• WHAT IS REQUIRED:
Reproduce word for word the part of the passage on C pointers between "This is both" and "the language efficiently.", inclusive.

• TEXT TO READ:
....................

Thank you in advance.

"I understand that the author has redeclared *time_ptr as a pointer to unsigned char, but how did it manage to become an array (character array, I think)?"

Pointers point to memory. Memory is an array of bytes. How many bytes a pointer points to depends on the interpretation (type) of the thing pointed at. Beyond that simple fact the compiler doesn't do bounds checking in C/C++. So in essence EVERY pointer is a pointer to an array of elements of the type the pointer points at. So pointer to unsigned char is a pointer to an array of single byte chars. A pointer to a structure is a pointer to an array of elements that are each as long as one structure's size.

So a pointer to a single structure IS a pointer to an array of size 1. Nothing in the language prevents the code from being bad and trying to access an element at the next location.

This is both the power and curse of pointers. And the source of many bugs and security problems in C/C++. It's also why you can do a lot of cool things in the language efficiently.

"With great power comes great responsibility."

So this code interprets the struct pointer first as an array of bytes and prints the hex dump, then as an array of integers. When processing the pointer as a int*, the single increment operation moves by 4 bytes.

Hence the first element is 0x00000018 (little endian for the 4 bytes: 18 00 00 00). 0x18 hex is 24.

The second integer is 0x00000016 (little endian for 16 00 00 00) = 22.

Etc.

Note that the int* moves by 4 bytes because in your particular compiler, sizeof(int) == 4 . "int" is a special type and can change size based on your compiler. If you had a different compiler (say for an embedded micro controller), then sizeof(int) might be 2 and the integers would print out as 24, 0, 22 (assuming the exact same memory block).

Is the size of C "int" 2 bytes or 4 bytes?

=== in response to comment ===

"(Accidentally commented somewhere else) Thank you for your answer. However, there is one thing which seems a bit unclear. Let's say I have a pointer to a char 'c'. Is the pointer now a pointer to a char array of size 1?

YES. A byte array of one byte.

Also, just to verify, you've mentioned that a pointer to a single structure is a pointer to an array of size one.

YES, but in this case the size of a single element in the array is sizeof(mystruct) , which is likely more than a single byte.

Typecasting that pointer to a pointer to char will therefore result in the array size now being larger than 1 and being an array of bytes, responsible for the hex dump.

YES.

Hence should any pointer when typecasted in such a manner result in this nice byte breakup?

YES. This is how byte/memory dumps work.

....................

• DATA ENTRIES:
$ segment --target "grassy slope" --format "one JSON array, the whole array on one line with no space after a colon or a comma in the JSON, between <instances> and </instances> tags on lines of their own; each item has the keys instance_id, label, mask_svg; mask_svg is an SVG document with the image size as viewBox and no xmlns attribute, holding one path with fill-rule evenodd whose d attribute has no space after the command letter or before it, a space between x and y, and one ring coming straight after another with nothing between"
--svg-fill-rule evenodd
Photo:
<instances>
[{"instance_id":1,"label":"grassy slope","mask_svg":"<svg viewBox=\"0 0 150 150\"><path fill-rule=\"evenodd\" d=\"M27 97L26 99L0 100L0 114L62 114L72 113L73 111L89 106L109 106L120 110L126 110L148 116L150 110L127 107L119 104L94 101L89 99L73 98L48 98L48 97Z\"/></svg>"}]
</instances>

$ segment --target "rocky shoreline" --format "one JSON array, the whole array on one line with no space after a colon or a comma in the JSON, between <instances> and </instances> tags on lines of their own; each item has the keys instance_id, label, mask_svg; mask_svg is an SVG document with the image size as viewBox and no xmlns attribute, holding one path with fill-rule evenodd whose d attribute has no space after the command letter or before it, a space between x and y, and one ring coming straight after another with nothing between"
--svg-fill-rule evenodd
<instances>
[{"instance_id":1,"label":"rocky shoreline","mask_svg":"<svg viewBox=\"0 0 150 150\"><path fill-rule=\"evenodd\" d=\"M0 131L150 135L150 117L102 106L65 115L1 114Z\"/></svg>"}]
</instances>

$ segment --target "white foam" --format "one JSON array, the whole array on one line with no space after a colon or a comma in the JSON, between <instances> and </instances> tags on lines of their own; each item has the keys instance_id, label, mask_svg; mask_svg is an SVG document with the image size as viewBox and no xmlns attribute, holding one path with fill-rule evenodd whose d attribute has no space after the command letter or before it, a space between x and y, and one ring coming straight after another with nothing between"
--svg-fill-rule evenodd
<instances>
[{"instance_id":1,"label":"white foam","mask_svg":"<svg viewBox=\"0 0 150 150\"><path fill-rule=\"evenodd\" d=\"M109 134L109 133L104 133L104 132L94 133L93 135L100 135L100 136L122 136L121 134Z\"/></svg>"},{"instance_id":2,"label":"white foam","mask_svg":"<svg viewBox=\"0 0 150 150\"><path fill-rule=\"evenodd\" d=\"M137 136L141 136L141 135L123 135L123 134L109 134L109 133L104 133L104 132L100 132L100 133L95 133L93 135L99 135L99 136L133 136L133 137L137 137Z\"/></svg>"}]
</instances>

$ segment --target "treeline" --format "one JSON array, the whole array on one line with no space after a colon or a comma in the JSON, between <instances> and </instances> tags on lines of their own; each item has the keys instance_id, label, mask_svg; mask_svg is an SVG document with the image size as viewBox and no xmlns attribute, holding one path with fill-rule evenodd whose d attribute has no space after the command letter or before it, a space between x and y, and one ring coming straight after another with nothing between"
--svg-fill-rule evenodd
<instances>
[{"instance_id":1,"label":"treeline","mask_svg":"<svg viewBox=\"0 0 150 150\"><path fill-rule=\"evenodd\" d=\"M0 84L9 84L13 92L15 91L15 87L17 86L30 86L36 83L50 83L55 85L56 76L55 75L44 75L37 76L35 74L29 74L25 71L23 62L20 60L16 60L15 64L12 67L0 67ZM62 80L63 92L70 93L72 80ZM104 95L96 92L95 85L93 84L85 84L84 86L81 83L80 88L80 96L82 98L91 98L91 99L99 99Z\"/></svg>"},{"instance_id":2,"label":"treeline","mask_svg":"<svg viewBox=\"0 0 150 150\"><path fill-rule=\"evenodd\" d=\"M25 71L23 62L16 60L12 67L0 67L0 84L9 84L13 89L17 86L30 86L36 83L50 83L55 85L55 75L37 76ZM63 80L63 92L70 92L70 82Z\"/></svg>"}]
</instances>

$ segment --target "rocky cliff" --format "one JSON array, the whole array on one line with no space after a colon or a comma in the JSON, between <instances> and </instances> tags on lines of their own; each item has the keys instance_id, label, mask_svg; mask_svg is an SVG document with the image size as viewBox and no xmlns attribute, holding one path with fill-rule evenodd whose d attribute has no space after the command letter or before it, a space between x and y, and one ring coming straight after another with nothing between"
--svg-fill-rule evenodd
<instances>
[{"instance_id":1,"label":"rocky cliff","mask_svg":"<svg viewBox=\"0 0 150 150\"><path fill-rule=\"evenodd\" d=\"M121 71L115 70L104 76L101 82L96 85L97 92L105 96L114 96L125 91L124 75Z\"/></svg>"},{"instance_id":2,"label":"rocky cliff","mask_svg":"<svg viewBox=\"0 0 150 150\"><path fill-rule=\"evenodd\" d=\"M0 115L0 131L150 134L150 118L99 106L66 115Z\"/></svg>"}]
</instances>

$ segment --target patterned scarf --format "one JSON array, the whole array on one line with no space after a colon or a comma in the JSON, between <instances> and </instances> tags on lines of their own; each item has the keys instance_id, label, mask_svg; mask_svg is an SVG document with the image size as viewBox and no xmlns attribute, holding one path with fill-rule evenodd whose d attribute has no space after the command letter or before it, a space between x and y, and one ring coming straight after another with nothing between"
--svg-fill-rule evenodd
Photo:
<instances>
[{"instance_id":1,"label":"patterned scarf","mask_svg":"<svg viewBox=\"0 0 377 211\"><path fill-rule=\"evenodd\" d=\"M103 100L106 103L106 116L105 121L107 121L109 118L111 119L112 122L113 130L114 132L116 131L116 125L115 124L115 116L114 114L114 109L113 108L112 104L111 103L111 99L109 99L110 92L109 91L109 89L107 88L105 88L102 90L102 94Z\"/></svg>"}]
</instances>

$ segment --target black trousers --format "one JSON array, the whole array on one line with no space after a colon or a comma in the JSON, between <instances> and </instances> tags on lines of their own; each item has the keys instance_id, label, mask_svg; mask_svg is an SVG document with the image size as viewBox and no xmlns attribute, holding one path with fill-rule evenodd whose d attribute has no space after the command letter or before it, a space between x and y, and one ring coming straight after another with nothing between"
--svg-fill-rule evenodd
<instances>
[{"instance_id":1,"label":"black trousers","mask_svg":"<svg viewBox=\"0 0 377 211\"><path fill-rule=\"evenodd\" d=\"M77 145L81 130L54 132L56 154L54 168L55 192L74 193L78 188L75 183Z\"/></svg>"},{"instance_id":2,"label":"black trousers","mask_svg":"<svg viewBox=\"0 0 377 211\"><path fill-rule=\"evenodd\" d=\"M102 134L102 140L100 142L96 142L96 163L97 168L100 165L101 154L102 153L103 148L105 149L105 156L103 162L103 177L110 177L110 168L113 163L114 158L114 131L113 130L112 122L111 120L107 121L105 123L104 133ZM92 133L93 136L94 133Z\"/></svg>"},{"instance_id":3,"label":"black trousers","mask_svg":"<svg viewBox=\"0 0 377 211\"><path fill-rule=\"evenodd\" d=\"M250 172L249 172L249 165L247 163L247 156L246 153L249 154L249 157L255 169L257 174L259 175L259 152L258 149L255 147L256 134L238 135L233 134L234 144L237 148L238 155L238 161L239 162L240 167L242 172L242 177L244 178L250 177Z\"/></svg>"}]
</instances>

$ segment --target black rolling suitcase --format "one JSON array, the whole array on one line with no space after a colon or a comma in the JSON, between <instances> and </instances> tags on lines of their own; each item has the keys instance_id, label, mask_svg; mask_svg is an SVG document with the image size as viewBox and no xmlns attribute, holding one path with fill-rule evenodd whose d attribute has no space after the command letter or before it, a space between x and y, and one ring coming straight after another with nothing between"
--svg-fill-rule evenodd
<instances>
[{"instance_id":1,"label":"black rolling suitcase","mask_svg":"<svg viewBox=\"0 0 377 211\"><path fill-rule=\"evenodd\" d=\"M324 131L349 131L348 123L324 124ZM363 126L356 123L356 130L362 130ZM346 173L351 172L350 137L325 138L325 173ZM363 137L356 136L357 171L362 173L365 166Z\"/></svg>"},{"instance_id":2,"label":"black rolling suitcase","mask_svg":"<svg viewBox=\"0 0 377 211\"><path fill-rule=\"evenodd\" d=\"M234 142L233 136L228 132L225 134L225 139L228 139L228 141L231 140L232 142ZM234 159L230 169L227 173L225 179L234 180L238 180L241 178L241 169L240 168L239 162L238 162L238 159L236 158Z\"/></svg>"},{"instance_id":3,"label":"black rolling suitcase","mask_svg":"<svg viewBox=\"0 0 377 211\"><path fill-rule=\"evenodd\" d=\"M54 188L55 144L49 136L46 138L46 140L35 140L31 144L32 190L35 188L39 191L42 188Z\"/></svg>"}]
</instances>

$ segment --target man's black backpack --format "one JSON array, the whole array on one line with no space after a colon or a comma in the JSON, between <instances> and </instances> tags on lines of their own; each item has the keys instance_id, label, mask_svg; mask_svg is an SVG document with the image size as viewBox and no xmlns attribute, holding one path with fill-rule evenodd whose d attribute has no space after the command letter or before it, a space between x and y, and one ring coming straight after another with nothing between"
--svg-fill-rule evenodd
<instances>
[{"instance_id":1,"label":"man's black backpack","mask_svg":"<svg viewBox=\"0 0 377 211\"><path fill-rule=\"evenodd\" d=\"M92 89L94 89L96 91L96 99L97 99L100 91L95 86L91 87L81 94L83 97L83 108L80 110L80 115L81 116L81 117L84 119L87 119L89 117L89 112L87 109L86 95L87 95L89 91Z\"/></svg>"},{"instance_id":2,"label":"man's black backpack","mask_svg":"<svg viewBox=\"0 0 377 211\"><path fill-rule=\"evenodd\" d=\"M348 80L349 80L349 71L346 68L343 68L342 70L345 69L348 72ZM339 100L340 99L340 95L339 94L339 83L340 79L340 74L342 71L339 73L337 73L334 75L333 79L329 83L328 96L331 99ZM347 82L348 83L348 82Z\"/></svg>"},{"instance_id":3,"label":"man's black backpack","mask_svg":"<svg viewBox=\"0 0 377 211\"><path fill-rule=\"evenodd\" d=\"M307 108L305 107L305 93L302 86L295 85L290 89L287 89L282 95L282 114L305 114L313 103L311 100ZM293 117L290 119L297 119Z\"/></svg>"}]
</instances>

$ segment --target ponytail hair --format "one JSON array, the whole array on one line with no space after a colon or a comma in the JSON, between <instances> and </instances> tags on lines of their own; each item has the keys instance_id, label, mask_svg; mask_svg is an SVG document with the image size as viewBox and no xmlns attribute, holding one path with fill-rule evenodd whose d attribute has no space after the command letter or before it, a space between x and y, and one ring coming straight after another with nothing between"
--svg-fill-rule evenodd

....................

• ANSWER BELOW:
This is both the power and curse of pointers. And the source of many bugs and security problems in C/C++. It's also why you can do a lot of cool things in the language efficiently.